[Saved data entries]

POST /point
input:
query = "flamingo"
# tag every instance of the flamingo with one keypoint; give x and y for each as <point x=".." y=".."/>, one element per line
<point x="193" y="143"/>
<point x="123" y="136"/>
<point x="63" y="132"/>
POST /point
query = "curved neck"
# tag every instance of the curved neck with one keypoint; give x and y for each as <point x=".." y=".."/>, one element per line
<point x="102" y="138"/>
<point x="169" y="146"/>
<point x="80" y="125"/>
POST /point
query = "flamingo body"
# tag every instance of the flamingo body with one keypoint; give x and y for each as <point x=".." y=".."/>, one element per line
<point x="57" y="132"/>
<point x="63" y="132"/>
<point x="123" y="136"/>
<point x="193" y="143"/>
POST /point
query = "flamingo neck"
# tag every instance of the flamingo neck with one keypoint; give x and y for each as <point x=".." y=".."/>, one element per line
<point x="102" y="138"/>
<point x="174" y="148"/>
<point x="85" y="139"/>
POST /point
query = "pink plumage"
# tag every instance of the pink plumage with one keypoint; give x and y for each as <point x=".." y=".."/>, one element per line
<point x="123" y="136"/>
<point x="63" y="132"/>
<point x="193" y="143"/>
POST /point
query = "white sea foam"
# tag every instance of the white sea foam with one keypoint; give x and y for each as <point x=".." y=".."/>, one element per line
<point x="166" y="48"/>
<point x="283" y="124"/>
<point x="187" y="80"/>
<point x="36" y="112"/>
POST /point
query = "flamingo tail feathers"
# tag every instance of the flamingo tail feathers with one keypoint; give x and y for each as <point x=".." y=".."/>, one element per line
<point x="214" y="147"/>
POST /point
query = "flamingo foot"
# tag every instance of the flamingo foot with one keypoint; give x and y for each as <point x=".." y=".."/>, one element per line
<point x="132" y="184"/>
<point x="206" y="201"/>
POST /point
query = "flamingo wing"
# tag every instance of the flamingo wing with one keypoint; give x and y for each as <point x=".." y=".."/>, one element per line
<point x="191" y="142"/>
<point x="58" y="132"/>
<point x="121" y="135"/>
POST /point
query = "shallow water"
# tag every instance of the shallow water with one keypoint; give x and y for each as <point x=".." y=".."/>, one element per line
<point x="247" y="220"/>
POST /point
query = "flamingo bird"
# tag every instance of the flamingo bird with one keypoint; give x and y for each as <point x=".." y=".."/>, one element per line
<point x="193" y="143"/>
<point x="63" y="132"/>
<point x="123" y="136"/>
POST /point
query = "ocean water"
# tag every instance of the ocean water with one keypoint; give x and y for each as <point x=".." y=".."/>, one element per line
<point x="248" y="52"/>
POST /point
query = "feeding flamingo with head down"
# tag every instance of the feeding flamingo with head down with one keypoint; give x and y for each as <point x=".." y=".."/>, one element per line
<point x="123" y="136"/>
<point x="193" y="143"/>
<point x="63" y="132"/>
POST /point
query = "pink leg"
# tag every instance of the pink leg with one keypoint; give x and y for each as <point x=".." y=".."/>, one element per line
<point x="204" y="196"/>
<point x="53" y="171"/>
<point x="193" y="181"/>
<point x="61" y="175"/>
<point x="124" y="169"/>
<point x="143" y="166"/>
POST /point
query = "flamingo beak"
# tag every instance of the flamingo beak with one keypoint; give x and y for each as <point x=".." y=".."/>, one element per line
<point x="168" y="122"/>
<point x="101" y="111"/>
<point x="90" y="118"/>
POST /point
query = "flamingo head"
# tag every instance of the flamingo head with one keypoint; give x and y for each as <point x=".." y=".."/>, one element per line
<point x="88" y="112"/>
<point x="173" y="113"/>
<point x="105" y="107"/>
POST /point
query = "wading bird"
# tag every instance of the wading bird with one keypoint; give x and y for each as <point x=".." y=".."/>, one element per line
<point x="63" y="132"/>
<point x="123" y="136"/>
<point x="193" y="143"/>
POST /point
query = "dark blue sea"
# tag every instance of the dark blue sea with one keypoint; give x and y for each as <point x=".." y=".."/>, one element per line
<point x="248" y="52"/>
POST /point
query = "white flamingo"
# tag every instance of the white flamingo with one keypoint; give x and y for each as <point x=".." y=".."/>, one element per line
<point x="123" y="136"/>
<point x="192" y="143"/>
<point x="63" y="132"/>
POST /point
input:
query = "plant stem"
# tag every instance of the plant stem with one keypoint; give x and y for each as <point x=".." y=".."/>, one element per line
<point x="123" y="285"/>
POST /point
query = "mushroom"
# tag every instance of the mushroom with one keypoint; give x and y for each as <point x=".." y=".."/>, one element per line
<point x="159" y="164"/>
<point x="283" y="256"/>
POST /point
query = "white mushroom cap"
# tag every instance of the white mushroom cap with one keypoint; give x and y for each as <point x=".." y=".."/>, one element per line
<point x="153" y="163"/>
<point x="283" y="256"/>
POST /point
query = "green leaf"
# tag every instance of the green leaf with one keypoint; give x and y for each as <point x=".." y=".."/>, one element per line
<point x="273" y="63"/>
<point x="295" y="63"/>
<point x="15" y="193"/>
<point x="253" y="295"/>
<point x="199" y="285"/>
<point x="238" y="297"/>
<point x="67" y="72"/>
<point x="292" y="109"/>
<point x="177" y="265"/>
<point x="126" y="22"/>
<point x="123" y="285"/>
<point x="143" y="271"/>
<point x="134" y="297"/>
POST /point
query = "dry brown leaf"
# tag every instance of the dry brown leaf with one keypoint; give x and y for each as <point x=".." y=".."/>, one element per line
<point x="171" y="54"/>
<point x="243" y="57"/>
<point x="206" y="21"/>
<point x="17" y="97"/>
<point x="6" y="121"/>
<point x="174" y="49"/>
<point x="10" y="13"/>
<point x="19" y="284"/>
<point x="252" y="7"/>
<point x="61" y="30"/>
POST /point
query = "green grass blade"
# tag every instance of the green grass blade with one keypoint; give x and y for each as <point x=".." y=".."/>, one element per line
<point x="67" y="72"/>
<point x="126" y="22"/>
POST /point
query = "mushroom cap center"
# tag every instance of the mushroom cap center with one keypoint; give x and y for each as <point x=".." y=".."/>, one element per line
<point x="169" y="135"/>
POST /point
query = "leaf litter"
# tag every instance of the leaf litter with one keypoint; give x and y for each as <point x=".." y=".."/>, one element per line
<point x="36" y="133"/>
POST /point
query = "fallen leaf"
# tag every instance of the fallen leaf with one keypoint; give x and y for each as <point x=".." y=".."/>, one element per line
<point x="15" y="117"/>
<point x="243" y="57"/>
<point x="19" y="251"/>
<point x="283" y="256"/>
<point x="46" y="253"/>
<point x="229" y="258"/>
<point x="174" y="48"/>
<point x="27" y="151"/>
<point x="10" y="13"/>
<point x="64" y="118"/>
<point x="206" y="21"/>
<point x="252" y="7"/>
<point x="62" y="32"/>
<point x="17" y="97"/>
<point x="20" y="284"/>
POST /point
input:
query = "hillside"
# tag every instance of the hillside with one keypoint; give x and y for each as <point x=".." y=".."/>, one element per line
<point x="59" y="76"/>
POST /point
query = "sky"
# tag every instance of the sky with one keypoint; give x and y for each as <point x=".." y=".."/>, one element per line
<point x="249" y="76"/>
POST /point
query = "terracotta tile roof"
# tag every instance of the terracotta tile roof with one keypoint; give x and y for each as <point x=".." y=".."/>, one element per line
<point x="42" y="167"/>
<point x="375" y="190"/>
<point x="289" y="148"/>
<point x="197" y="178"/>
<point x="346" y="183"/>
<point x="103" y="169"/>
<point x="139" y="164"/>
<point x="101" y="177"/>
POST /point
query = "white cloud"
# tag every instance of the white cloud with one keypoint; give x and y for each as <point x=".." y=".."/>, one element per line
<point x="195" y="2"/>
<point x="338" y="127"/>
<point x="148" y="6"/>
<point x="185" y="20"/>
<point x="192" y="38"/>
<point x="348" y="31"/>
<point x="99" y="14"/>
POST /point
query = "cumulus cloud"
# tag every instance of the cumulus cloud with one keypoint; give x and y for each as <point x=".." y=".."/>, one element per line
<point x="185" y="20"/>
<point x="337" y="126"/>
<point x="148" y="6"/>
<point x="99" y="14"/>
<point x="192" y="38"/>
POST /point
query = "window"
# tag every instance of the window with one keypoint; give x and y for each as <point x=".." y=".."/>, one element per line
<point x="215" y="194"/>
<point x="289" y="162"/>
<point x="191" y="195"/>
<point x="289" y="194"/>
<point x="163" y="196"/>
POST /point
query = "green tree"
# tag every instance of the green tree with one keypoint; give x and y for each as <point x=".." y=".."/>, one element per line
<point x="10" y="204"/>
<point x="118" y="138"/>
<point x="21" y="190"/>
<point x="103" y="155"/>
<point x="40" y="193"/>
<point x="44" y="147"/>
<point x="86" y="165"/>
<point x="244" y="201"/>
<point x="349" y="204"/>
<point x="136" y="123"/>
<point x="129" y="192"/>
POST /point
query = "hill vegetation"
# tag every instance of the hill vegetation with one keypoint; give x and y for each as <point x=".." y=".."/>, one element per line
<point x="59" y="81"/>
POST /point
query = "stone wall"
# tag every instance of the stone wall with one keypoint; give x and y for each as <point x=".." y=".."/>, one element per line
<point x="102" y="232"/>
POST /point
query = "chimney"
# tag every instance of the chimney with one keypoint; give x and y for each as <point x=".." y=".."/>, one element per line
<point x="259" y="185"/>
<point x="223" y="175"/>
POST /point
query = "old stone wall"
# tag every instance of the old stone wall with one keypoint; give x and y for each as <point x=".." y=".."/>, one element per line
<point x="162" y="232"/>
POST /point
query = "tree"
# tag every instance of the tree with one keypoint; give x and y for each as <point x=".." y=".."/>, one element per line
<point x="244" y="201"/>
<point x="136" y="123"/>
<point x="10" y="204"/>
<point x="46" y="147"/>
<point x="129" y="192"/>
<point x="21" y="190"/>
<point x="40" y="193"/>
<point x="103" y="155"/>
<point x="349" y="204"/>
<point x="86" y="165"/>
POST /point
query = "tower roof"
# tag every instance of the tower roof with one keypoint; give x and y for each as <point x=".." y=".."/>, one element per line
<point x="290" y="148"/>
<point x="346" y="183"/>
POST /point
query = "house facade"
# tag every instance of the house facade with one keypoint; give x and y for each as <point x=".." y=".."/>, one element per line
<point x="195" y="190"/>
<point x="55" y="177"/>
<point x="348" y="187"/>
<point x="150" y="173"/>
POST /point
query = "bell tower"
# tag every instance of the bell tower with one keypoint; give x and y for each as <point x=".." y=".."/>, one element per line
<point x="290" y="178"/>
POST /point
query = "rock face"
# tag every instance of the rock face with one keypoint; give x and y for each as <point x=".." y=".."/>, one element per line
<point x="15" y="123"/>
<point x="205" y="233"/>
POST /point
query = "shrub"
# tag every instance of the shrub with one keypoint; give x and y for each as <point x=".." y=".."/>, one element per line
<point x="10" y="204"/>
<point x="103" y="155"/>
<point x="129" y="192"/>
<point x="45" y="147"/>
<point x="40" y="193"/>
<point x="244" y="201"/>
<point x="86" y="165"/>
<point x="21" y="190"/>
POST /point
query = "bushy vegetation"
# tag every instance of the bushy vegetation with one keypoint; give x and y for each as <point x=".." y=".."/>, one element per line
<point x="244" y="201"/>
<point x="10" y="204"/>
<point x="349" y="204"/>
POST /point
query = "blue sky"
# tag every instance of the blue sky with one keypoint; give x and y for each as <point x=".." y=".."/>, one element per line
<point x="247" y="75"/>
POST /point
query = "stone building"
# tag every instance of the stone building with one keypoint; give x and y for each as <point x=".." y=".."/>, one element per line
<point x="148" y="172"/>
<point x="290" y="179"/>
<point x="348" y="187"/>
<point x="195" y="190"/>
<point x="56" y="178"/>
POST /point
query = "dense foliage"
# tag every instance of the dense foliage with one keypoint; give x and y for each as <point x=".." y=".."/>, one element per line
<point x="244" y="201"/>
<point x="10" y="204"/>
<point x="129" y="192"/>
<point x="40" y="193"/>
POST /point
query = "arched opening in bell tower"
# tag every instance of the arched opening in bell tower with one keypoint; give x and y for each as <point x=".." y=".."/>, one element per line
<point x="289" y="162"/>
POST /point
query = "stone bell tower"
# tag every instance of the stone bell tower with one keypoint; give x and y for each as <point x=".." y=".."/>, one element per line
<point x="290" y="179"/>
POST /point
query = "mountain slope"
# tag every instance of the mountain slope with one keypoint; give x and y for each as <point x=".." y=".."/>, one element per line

TO DO
Which lines in the listing contain the string "hillside"? Copy each one, matching case exactly.

OUTPUT
query = "hillside"
# tag every instance of the hillside with one keypoint; give x and y for each as <point x=".." y=".."/>, one element per line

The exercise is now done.